[EXERCISE BRIEF] Repeat only the lines below from the one containing "Produce the target" through the one containing "positive clicks: (193, 315) (55, 313)", inclusive, exactly as written.
-------- DATASET
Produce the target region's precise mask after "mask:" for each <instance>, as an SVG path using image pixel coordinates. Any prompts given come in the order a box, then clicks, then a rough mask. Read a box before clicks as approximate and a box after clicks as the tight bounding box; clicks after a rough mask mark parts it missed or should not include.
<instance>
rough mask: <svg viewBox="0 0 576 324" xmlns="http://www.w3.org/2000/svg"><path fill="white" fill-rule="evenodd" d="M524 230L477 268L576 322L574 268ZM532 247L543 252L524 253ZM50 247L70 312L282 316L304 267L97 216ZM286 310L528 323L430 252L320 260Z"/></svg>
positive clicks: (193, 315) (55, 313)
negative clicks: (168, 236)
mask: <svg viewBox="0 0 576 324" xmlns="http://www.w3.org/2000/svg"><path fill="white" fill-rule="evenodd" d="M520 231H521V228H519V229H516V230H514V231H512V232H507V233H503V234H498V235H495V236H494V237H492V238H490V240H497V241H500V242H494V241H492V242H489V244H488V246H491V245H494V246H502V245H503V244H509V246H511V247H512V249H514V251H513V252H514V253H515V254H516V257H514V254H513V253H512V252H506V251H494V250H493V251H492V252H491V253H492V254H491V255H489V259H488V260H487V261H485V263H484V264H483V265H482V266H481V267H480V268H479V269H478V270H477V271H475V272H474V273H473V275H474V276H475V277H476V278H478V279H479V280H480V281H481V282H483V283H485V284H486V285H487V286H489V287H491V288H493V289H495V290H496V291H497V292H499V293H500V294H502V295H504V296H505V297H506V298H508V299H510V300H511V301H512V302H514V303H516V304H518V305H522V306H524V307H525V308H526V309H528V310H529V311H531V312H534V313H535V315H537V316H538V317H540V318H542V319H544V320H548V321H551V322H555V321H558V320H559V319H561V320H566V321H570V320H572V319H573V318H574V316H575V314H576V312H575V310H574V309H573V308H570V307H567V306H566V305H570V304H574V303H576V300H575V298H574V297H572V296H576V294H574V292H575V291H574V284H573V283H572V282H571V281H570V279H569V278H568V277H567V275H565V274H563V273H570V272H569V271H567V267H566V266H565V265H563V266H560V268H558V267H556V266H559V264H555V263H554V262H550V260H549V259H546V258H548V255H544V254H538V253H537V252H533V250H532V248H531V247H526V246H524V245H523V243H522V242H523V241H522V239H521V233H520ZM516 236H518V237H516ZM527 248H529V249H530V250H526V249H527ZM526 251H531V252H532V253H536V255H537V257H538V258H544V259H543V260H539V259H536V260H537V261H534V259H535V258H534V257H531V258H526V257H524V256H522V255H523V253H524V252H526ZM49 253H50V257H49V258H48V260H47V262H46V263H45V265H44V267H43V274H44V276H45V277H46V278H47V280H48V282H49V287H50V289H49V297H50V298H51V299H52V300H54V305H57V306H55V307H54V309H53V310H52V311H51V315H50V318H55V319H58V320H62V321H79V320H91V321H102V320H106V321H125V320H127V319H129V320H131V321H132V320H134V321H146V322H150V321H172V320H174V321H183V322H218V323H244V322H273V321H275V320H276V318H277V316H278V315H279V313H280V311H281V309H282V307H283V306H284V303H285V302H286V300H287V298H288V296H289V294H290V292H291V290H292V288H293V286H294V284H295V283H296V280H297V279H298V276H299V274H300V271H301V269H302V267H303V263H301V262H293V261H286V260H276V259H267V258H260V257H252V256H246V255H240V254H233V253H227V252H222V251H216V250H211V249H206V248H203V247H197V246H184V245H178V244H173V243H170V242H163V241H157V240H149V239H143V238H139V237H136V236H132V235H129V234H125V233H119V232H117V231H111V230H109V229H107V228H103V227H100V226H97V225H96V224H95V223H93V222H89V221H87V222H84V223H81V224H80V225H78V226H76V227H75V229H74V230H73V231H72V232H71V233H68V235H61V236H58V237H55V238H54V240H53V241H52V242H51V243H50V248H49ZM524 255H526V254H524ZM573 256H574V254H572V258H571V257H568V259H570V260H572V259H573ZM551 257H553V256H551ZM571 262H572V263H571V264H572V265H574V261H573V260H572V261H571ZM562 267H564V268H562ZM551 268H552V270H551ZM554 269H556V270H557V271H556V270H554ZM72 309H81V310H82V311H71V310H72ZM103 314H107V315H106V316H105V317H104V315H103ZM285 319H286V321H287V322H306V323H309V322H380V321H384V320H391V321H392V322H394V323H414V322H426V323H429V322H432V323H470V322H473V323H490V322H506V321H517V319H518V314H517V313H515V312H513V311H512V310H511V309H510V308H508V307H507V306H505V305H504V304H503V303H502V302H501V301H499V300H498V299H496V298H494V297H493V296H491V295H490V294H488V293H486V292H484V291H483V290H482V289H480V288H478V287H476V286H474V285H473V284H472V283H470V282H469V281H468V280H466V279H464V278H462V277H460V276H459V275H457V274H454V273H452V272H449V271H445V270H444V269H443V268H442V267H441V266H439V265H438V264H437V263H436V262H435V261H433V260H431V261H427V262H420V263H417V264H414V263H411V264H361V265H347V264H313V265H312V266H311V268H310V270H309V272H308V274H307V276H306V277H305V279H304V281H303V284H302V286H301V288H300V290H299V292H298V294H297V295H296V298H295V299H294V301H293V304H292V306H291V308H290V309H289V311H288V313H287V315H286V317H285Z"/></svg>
----------------
-------- DATASET
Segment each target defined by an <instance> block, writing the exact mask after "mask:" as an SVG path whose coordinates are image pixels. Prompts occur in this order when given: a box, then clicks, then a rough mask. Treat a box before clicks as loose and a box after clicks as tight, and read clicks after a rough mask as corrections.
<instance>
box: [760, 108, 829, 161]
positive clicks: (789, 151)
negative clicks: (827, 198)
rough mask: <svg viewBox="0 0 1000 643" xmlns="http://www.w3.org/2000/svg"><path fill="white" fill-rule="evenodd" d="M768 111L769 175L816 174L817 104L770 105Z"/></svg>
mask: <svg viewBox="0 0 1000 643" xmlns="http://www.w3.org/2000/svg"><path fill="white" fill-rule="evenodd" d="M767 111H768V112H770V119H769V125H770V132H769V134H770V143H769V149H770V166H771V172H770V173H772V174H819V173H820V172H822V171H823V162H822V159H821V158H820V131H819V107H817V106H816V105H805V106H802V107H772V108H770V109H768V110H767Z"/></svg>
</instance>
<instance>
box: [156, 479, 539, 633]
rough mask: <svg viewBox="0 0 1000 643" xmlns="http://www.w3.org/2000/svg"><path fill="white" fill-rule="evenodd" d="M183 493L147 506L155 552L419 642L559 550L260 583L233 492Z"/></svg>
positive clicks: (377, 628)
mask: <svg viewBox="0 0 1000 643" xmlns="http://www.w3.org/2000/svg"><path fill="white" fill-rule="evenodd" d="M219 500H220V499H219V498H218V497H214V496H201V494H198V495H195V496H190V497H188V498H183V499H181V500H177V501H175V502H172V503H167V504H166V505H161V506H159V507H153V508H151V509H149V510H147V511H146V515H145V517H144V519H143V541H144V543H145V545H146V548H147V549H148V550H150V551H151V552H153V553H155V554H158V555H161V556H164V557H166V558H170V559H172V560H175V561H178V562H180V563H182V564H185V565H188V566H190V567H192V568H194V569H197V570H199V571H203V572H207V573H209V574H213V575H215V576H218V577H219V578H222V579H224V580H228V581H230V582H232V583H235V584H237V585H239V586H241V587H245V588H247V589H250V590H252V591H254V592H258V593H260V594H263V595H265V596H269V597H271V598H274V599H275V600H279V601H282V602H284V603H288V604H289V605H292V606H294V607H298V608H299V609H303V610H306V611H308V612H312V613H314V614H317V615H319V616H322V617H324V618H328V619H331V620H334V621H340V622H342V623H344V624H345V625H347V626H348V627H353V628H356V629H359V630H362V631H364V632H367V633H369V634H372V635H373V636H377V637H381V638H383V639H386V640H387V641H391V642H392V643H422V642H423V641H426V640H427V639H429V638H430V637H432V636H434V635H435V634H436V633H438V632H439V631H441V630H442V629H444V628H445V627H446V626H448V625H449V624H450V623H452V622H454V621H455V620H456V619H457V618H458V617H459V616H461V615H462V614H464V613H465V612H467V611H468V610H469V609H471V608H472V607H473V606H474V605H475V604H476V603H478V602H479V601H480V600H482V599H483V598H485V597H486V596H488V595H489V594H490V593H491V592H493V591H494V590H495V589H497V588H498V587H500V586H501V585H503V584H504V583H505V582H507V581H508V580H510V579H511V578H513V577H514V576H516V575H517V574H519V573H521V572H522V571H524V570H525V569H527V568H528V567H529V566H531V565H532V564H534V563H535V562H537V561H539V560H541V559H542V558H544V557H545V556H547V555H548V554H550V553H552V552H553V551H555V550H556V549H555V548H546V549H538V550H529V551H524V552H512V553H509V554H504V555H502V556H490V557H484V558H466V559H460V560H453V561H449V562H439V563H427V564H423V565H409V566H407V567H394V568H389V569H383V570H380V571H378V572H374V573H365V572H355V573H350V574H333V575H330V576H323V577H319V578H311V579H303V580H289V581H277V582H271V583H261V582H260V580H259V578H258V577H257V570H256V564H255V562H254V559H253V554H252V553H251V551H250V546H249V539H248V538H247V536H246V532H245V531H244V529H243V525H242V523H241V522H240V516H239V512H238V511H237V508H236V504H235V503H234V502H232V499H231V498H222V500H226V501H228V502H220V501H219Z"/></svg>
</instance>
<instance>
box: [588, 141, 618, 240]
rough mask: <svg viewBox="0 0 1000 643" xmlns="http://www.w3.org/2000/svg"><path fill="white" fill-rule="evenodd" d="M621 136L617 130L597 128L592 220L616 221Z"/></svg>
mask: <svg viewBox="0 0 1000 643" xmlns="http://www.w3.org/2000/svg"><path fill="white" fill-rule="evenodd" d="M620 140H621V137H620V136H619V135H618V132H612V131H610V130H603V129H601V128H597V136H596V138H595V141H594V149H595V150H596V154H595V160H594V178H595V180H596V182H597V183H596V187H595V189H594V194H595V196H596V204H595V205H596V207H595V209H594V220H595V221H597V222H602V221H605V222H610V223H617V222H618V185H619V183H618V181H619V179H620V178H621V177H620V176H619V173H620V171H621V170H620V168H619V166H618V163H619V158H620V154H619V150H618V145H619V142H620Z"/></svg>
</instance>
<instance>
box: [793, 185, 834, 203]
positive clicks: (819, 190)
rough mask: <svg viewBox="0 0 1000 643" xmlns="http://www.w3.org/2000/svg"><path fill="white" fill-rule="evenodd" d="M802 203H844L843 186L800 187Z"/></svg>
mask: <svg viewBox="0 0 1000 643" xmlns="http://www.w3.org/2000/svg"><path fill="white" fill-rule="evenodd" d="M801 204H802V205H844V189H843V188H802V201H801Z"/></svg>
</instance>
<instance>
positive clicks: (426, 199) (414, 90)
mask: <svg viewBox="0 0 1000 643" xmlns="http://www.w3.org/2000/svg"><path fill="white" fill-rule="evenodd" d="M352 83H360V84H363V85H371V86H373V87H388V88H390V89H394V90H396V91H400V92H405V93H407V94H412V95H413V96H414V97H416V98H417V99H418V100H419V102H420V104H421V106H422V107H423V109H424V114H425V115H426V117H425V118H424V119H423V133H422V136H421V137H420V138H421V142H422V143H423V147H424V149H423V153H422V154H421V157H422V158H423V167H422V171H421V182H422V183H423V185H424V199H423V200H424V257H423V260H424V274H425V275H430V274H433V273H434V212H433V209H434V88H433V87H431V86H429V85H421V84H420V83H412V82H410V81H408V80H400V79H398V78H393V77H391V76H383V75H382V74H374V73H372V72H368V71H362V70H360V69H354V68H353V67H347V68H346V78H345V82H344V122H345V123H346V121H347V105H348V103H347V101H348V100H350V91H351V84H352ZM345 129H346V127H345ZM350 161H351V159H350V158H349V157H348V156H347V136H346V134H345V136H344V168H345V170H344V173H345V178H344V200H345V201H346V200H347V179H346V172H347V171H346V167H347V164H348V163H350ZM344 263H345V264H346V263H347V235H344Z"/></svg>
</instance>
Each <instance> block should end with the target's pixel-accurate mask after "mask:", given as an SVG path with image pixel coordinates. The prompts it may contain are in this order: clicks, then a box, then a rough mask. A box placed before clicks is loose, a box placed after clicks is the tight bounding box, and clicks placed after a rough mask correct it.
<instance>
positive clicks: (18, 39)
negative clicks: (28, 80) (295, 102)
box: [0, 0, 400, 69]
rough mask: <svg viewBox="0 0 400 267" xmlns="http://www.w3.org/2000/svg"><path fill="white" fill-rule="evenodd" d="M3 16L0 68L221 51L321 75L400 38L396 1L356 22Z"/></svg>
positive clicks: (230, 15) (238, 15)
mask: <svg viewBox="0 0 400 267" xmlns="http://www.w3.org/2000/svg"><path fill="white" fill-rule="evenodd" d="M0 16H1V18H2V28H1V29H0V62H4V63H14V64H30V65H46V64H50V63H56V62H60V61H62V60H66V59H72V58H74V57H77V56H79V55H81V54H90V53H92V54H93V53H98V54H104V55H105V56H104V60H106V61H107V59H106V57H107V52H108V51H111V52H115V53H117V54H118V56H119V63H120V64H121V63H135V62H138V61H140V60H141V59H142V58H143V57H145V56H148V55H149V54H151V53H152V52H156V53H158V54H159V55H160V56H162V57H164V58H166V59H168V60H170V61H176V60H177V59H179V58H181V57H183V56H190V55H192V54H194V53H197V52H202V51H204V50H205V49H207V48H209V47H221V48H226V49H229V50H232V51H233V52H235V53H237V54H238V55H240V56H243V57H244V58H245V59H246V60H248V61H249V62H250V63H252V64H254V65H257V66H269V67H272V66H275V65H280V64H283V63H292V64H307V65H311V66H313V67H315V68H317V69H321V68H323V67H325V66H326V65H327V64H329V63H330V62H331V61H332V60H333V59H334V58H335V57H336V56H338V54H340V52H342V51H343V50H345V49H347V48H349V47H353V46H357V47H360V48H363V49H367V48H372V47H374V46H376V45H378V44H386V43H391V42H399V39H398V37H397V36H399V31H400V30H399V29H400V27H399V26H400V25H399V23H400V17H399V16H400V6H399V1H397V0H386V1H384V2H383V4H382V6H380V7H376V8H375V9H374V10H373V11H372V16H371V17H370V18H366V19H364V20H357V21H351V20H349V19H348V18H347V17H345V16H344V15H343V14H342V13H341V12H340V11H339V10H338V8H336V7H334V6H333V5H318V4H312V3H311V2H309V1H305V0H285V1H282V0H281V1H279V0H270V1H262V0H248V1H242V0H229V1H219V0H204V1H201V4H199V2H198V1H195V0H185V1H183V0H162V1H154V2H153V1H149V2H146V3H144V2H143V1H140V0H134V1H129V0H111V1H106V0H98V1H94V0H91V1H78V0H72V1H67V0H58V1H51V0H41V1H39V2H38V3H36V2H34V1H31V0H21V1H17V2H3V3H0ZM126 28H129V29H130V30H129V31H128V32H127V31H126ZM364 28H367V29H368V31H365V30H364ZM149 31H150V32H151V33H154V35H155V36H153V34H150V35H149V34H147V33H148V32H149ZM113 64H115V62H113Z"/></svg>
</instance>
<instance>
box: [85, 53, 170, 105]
----------------
[OUTPUT OF THE EXERCISE]
Produce the target region's precise mask after "mask:" for each <instance>, as an SVG path using image pixel coordinates. Any prompts given come in the order a box, then clicks, then a rough mask. Read a box before clicks as approximate and a box after clicks as the tight bounding box; clicks after a rough mask mark parts it missed or should not include.
<instance>
rough mask: <svg viewBox="0 0 576 324" xmlns="http://www.w3.org/2000/svg"><path fill="white" fill-rule="evenodd" d="M524 230L477 268L576 322L574 268ZM532 247L543 252L524 253ZM50 247L70 312L282 316L304 267L97 216ZM286 310L528 323L430 252L320 260Z"/></svg>
positive clicks: (193, 315) (55, 313)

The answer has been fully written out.